- Trecho -
+ + + + + + +
CRÔNICA

 

 

Foi em um verão, no início dos anos 80, quando tinha 16 anos, que aprendi a reconhecer um santinho de funeral. Meu pai entrou em casa suado, cansado após outro enterro. Era o terceiro naquele ano. Os amigos do bar estavam desaparecendo, consumidos pelo álcool e solidão.

– Me promete uma coisa? Me perguntou com uma caixa na mão que havia retirado do armário. Olhei com aquele interesse que adolescentes possuem quando estão escutando música.

– Claro pai.

Seu Adalberto despejou no sofá a caixa repleta de santinhos, pequenos impressos com fotos e orações dedicados a mortos.

– Promete que não vai deixar ninguém fazer isso comigo? A coleção era ampla: santinhos coloridos, preto em branco, orações no verso, lembranças eternas.

Seu Adalberto não queria virar peça de coleção de nenhum amigo.

– Olha, se o Vizeu pedir alguma foto minha, não dá tá?

Vizeu era seu mais constante amigo de copo, vizinho e segundo minha mãe o único autorizado a entrar lá em casa. A rotina do meu pai após a aposentadoria era sair de manhã e comprar pão e leite, voltar para casa por alguns instantes e voltar ao bar da amendoeira, um boteco na esquina, onde com Vizeu e outros gastavam o tempo bebendo e falando sobre futebol, mulher e baralho. Vizeu tinha três filhos e especialmente com suas duas filhas eu costumava conversar. Lamentamos mutuamente nossos destinos, compartilhamos nossas tragédias.
+ + + + + + +
- Tarefa 1 -
Reescreva o trecho da crônica começando em "Seu Adalberto despejou" e terminando em "minha, não dá tá?", trocando "santinhos" por "cartões".
- Tarefa 2 -
Dê seguimento à crônica sobre o pai e os santinhos de funeral, escrevendo o que vem depois do último parágrafo.
+ + + + + + +
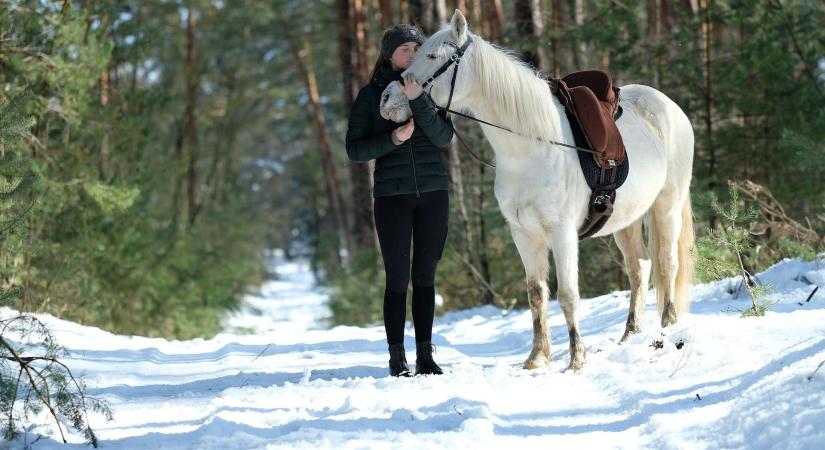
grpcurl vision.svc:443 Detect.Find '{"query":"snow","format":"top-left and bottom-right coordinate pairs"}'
top-left (0, 258), bottom-right (825, 450)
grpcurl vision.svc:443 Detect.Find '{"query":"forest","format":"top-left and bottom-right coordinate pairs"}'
top-left (0, 0), bottom-right (825, 339)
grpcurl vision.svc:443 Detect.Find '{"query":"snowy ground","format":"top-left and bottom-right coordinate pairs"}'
top-left (0, 251), bottom-right (825, 450)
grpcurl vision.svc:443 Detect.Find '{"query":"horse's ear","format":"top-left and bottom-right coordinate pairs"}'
top-left (450, 9), bottom-right (467, 42)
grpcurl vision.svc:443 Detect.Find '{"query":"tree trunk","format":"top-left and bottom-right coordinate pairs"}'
top-left (515, 0), bottom-right (547, 70)
top-left (286, 31), bottom-right (352, 264)
top-left (550, 0), bottom-right (564, 78)
top-left (378, 0), bottom-right (392, 29)
top-left (184, 7), bottom-right (198, 224)
top-left (572, 0), bottom-right (591, 70)
top-left (699, 0), bottom-right (717, 228)
top-left (484, 0), bottom-right (504, 45)
top-left (346, 0), bottom-right (378, 251)
top-left (647, 0), bottom-right (662, 87)
top-left (433, 0), bottom-right (447, 28)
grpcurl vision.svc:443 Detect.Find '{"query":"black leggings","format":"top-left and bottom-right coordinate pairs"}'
top-left (374, 190), bottom-right (450, 344)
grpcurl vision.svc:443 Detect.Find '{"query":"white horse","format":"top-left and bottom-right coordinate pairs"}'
top-left (381, 10), bottom-right (694, 370)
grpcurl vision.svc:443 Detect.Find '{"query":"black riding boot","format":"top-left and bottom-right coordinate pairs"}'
top-left (415, 341), bottom-right (444, 375)
top-left (390, 344), bottom-right (412, 377)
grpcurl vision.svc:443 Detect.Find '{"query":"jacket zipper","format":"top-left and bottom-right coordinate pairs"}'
top-left (407, 141), bottom-right (421, 197)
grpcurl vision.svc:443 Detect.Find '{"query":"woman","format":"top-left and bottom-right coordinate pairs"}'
top-left (347, 25), bottom-right (453, 377)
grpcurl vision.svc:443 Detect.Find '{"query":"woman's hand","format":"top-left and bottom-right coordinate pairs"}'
top-left (399, 73), bottom-right (424, 100)
top-left (392, 118), bottom-right (415, 145)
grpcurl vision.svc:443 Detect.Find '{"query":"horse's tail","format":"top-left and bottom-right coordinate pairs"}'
top-left (648, 194), bottom-right (696, 317)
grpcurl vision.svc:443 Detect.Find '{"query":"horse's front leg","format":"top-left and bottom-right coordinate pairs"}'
top-left (510, 224), bottom-right (550, 369)
top-left (550, 223), bottom-right (586, 370)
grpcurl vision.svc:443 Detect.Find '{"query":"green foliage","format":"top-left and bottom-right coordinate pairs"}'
top-left (0, 0), bottom-right (269, 338)
top-left (0, 312), bottom-right (112, 448)
top-left (0, 86), bottom-right (112, 447)
top-left (697, 185), bottom-right (772, 317)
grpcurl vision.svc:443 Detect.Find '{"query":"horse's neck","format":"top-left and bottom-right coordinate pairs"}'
top-left (467, 74), bottom-right (573, 167)
top-left (467, 42), bottom-right (569, 159)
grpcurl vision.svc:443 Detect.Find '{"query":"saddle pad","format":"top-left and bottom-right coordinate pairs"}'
top-left (564, 109), bottom-right (630, 191)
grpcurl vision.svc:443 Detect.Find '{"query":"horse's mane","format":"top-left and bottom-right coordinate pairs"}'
top-left (419, 28), bottom-right (559, 138)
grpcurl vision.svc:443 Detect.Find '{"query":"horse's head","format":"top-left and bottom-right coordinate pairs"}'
top-left (381, 10), bottom-right (473, 122)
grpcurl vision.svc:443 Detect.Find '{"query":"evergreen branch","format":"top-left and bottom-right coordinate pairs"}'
top-left (0, 336), bottom-right (68, 444)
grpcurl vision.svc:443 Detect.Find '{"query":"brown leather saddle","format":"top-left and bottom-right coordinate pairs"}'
top-left (549, 70), bottom-right (628, 239)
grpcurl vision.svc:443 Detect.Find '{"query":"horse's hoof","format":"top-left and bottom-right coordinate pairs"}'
top-left (567, 359), bottom-right (584, 372)
top-left (662, 303), bottom-right (676, 328)
top-left (619, 327), bottom-right (642, 344)
top-left (522, 355), bottom-right (550, 370)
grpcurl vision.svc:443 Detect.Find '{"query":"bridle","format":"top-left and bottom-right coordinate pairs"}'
top-left (421, 35), bottom-right (473, 114)
top-left (401, 35), bottom-right (596, 168)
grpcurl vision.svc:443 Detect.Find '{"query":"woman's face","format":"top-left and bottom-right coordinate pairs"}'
top-left (390, 41), bottom-right (419, 70)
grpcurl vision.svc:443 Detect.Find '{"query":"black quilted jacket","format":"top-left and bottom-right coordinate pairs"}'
top-left (347, 68), bottom-right (453, 197)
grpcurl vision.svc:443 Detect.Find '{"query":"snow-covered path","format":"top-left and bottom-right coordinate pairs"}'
top-left (3, 255), bottom-right (825, 449)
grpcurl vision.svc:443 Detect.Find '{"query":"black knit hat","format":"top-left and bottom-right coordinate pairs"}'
top-left (381, 24), bottom-right (424, 60)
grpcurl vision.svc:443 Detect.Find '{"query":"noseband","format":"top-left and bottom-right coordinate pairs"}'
top-left (421, 35), bottom-right (473, 109)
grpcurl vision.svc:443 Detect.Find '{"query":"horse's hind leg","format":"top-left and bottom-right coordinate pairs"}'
top-left (613, 218), bottom-right (650, 343)
top-left (650, 198), bottom-right (682, 327)
top-left (510, 225), bottom-right (550, 369)
top-left (550, 224), bottom-right (586, 370)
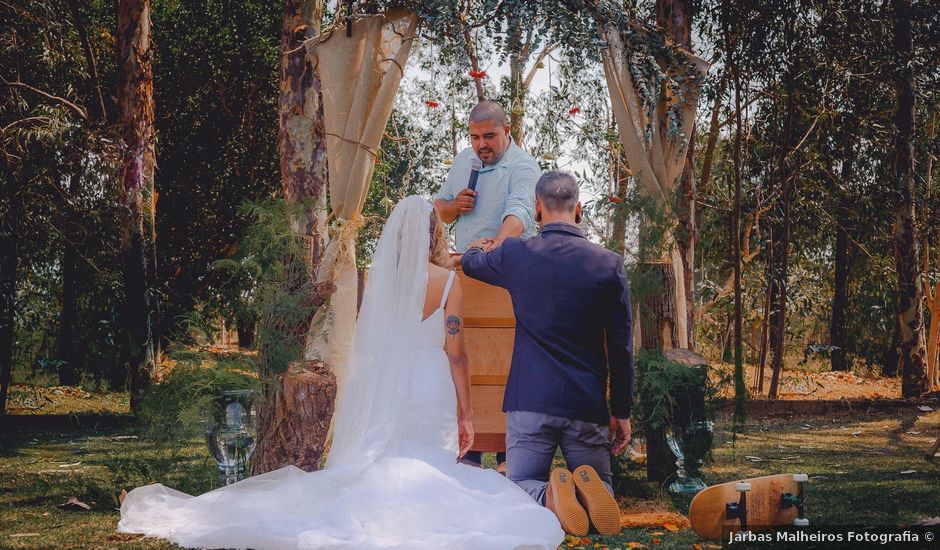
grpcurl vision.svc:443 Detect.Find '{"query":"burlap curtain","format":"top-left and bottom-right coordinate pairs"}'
top-left (306, 10), bottom-right (418, 379)
top-left (601, 24), bottom-right (708, 348)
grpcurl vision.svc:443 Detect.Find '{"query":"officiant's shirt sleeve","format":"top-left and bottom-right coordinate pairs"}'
top-left (503, 158), bottom-right (542, 235)
top-left (460, 245), bottom-right (509, 288)
top-left (606, 256), bottom-right (634, 418)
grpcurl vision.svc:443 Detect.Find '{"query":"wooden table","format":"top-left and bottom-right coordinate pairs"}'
top-left (454, 256), bottom-right (516, 451)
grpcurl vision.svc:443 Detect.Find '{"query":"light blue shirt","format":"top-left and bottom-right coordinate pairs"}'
top-left (434, 142), bottom-right (542, 253)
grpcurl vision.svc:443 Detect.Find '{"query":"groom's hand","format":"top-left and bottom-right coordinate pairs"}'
top-left (457, 418), bottom-right (474, 458)
top-left (467, 237), bottom-right (496, 252)
top-left (610, 416), bottom-right (633, 455)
+ + + + + + +
- Resposta 1 -
Seu Adalberto despejou no sofá a caixa repleta de cartões, pequenos impressos com fotos e orações dedicados a mortos.

– Promete que não vai deixar ninguém fazer isso comigo? A coleção era ampla: cartões coloridos, preto em branco, orações no verso, lembranças eternas.

Seu Adalberto não queria virar peça de coleção de nenhum amigo.

– Olha, se o Vizeu pedir alguma foto minha, não dá tá?

- Resposta 2 -
Durante muitos anos meu pai e seu Vizeu cumpriram a rotina de bar e cemitérios, “enterrando” seus amigos de bar – 0 Alcoolismo é uma doença que levou grande parte de sua geração. Todos seus irmãos foram vítimas do vício que consumia os salários e nos causaram profundos problemas familiares. Todos que frequentavam aquele bar sabiam que estavam na lista dos santinhos. De forma bem humorada meu pai encarava aquilo como uma disputa. Cada vez que alguém passava mal e era hospitalizado como ele foi várias vezes, os boatos corriam.

– Dessa vez ele não volta, pode ir preparando o santinho.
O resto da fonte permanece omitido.